Problem =>
Reproduce every line of the data below as a Markdown table with the columns n (row number) and Line, omitting blank lines and pictures.

The input =>
____

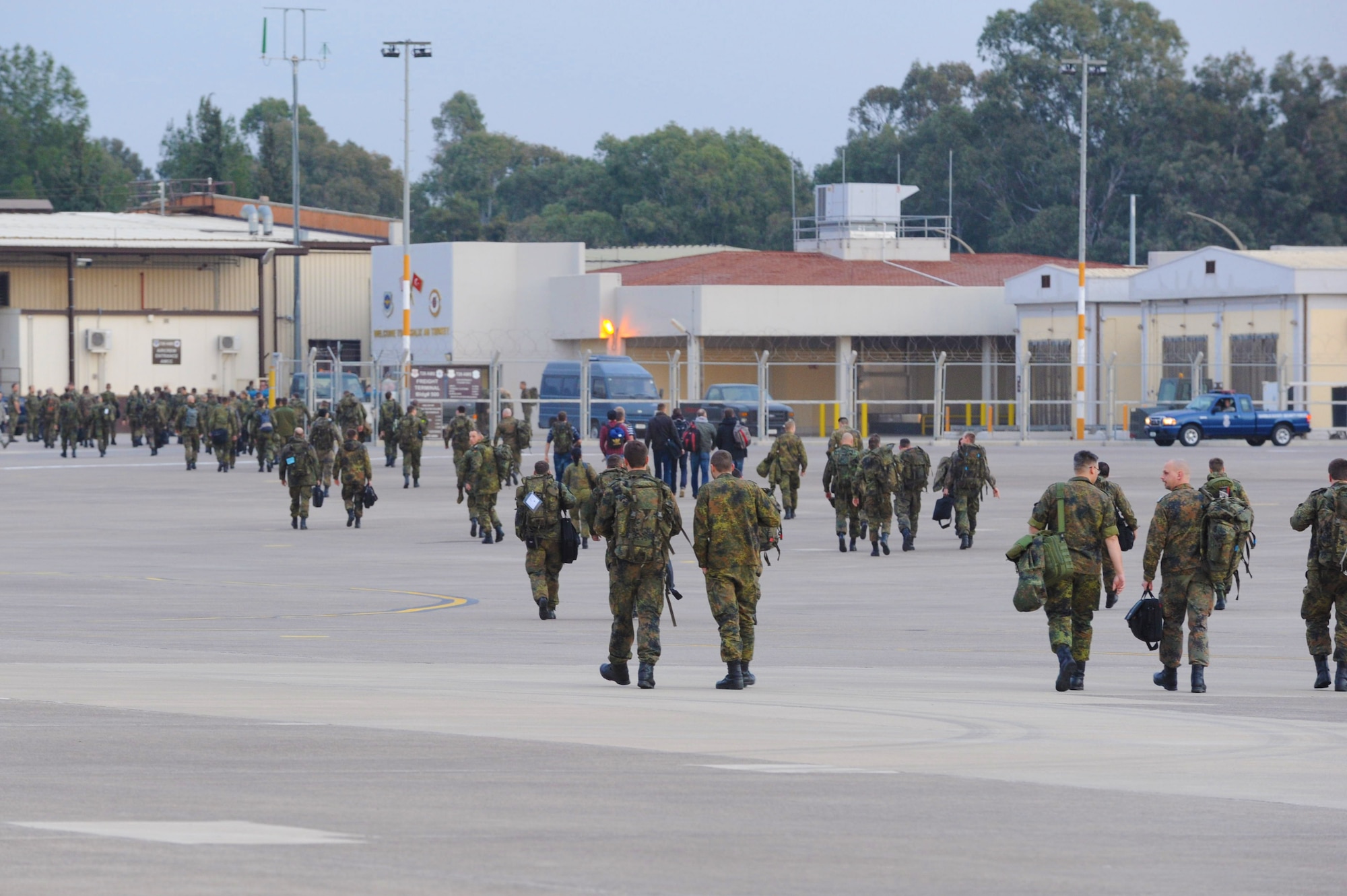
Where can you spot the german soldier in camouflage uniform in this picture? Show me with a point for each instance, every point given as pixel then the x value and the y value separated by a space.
pixel 789 460
pixel 300 471
pixel 390 413
pixel 1177 533
pixel 1090 533
pixel 968 475
pixel 879 477
pixel 911 481
pixel 725 539
pixel 457 431
pixel 354 473
pixel 323 436
pixel 412 435
pixel 482 481
pixel 189 423
pixel 541 530
pixel 841 486
pixel 1326 583
pixel 1124 506
pixel 583 481
pixel 507 439
pixel 639 514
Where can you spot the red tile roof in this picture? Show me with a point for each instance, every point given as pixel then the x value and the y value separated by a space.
pixel 814 269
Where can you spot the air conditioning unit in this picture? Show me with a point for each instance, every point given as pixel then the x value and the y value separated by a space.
pixel 99 341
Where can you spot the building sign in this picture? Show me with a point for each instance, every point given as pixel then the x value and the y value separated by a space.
pixel 166 351
pixel 441 388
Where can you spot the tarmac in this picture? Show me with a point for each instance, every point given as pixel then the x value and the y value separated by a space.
pixel 197 699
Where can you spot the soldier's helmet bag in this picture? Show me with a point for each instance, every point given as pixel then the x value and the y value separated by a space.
pixel 1147 621
pixel 642 528
pixel 1226 539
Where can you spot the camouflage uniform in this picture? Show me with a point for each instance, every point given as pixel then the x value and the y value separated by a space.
pixel 638 586
pixel 324 439
pixel 725 539
pixel 480 473
pixel 354 471
pixel 789 462
pixel 390 413
pixel 412 434
pixel 1124 506
pixel 1073 600
pixel 456 435
pixel 583 481
pixel 844 487
pixel 910 485
pixel 507 439
pixel 879 474
pixel 1326 586
pixel 544 557
pixel 1177 532
pixel 966 491
pixel 191 434
pixel 300 471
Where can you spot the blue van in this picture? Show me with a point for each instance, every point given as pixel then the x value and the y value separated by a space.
pixel 616 381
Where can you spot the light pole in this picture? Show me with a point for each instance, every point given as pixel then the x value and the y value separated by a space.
pixel 421 50
pixel 294 59
pixel 1085 66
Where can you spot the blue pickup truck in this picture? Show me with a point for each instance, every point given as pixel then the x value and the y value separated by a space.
pixel 1225 415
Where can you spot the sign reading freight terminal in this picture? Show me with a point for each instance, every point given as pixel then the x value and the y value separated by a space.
pixel 166 351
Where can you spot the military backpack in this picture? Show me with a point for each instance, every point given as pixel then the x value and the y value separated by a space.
pixel 642 529
pixel 1228 536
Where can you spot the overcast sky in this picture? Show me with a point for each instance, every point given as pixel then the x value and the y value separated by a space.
pixel 566 73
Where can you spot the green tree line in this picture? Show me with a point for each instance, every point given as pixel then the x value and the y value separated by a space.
pixel 1261 149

____

Reply =>
| n | Line |
|---|---|
| 1 | Where can you spot the german soldier in camouflage uniform in this picture? Show me with a point for each instance, every point given as pixel then the x value and the y value separated by a space. |
| 2 | pixel 789 460 |
| 3 | pixel 300 471 |
| 4 | pixel 390 413 |
| 5 | pixel 1177 533 |
| 6 | pixel 1090 533 |
| 7 | pixel 968 475 |
| 8 | pixel 879 477 |
| 9 | pixel 911 481 |
| 10 | pixel 725 539 |
| 11 | pixel 457 431 |
| 12 | pixel 354 473 |
| 13 | pixel 323 436 |
| 14 | pixel 412 435 |
| 15 | pixel 482 481 |
| 16 | pixel 189 423 |
| 17 | pixel 541 530 |
| 18 | pixel 841 486 |
| 19 | pixel 1326 583 |
| 20 | pixel 1124 506 |
| 21 | pixel 583 481 |
| 22 | pixel 507 439 |
| 23 | pixel 639 514 |
| 24 | Where can you spot the red tile roof in this picture? Show me with a point for each instance, every point given as pixel then the x value and the y value separated by a space. |
| 25 | pixel 814 269 |
| 26 | Where can you spot the air conditioning unit in this picture? Show me with a point for each instance, every point given as pixel then the x value and the y value separated by a space. |
| 27 | pixel 99 341 |
| 28 | Where can you spot the building sign in this picture? Show me with a point for each instance, every point given as pixel then the x value and the y value separated by a space. |
| 29 | pixel 166 351 |
| 30 | pixel 441 388 |
| 31 | Where can you spot the tarmac in this picture? Show me with a point for each instance, every point given as pixel then the x value and the y value separated by a space. |
| 32 | pixel 197 699 |
| 33 | Where can you spot the soldier's helmet bag in this picture? Show me with a point for each instance, every point given as pixel then the x value and the y value separated by a space. |
| 34 | pixel 1147 621 |
| 35 | pixel 642 528 |
| 36 | pixel 1226 539 |
| 37 | Where can you spot the camouflage uniform in this picture? Show me with a point for each instance, every point given as pixel then the x value and the y value separated by a space. |
| 38 | pixel 638 586 |
| 39 | pixel 324 439 |
| 40 | pixel 725 539 |
| 41 | pixel 480 473 |
| 42 | pixel 354 471 |
| 43 | pixel 789 462 |
| 44 | pixel 390 413 |
| 45 | pixel 412 434 |
| 46 | pixel 1124 506 |
| 47 | pixel 1073 600 |
| 48 | pixel 456 435 |
| 49 | pixel 583 481 |
| 50 | pixel 844 487 |
| 51 | pixel 910 485 |
| 52 | pixel 507 439 |
| 53 | pixel 879 474 |
| 54 | pixel 1326 586 |
| 55 | pixel 544 557 |
| 56 | pixel 1177 532 |
| 57 | pixel 966 491 |
| 58 | pixel 191 434 |
| 59 | pixel 300 471 |
| 60 | Where can you spot the blue van in this picture? Show me with a point for each instance, every point given as pixel then the x value and the y value separated by a space. |
| 61 | pixel 616 381 |
| 62 | Where can you spot the light pole in this picture? Show me with a point for each instance, every point given as pixel then the x value and the y value separated by a space. |
| 63 | pixel 421 50 |
| 64 | pixel 294 59 |
| 65 | pixel 1085 66 |
| 66 | Where can you spot the blue pickup truck in this picture? Show me with a point for each instance, every point given as pixel then the x value and the y value separated by a space. |
| 67 | pixel 1225 415 |
| 68 | Where can you spot the sign reading freight terminal in this picture? Show me with a point for each instance, every point given as pixel then the x value and the y value separated by a space. |
| 69 | pixel 166 351 |
| 70 | Where can you spot the military backpack in this picture? Show me with a point for each instance, every point given as pixel then the x value and the y value separated by a space. |
| 71 | pixel 642 529 |
| 72 | pixel 1228 536 |
| 73 | Where can you spot the overcast sky in this picture? Show me with a point for each instance, every point given as pixel then the x value and the y value separated by a space. |
| 74 | pixel 566 73 |
| 75 | Where can you spot the green tree line in this picture? Show me with a point for each instance, every point given as pixel then the x value and the y value separated by a space. |
| 76 | pixel 1261 149 |